Check your understanding:
(a) In the article on Gov. Charlie Baker and housing, in which city did Baker hold the press conference?
(b) Continue the article on Gov. Charlie Baker and housing from the point where it stops.

Selected extract:
::::::::::
Massachusetts Gov. Charlie Baker signaled Thursday that as the state emerges from the COVID-19 pandemic, the aggressive creation of new housing is likely to become his administration’s top priority.
“This is a huge problem, and if we don’t go hard at this coming out of this reopening and recovery … it’ll be a huge missed opportunity,” Baker said at the close of a press conference in Lowell, his tone sharp as he addressed the topic for nearly four uninterrupted minutes.
Baker addressed the topic after he was asked about a report detailing a Denver-based investor's push to sell off affordable-housing units in Boston's South End.
“We don’t have enough supply of any kind, and it’s a big problem,” Baker added. “It’s an equity problem. It’s an economic-development problem. It’s a community-development problem. It makes huge differences with respect to where people can actually afford to live here in the commonwealth, whether or not they can stay and where they make decisions about where to start a family.”
::::::::::
Dataset section:
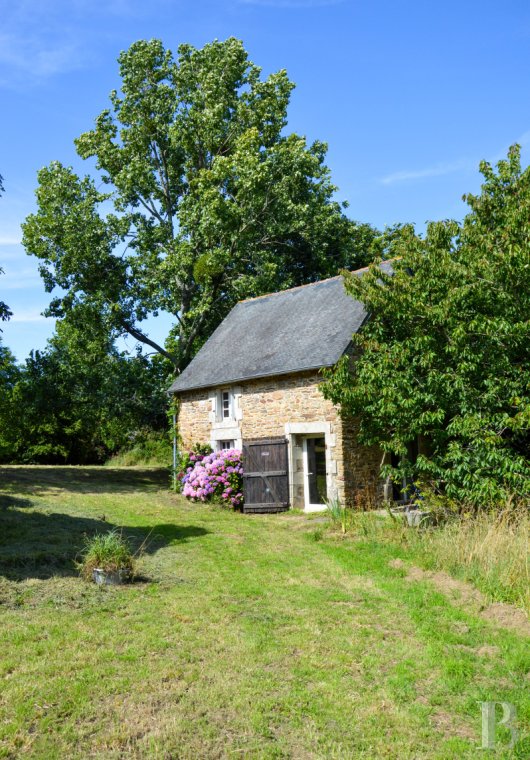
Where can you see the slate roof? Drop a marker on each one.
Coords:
::::::::::
Task-by-task results:
(a) Lowell

(b)
The tenor of Baker’s remarks on housing contrasted starkly with the earlier portion of the event, which was held at Panela Restaurant in Lowell and marked the closure of the state’s COVID-19 Small Business Grant Program, which has distributed $687 million to more than 15,000 recipients.
In his introductory remarks, Baker called that program a success, saying that, by design, 46% of the grants went to women-owned businesses and 43% to minority-owned businesses.
He also touted the state’s improving coronavirus metrics, noting that hospitalizations dropped below 500 yesterday for the first time since October 2020 and that the state’s positivity rate is down to 1.5%.
“There’s a lot of very positive stuff going on here,” Baker said.
When it came to housing, though, Baker’s tone suggested both profound frustration and a desire to utilize available resources to address the issue, including money freed up by a state bond bill two years ago and new federal funding sources.
“We are the classic example of, if you don’t build any new housing, you will create a supply problem — and when you create that supply problem, you will create a price problem,” Baker said, noting that the state routinely builds less than 10,000 new units annually after building 30,000 for much of the 20th Century.
“We don’t have enough affordable housing,” he said. “We don’t have workforce housing. We don’t have senior housing. We don’t have enough housing of any kind.”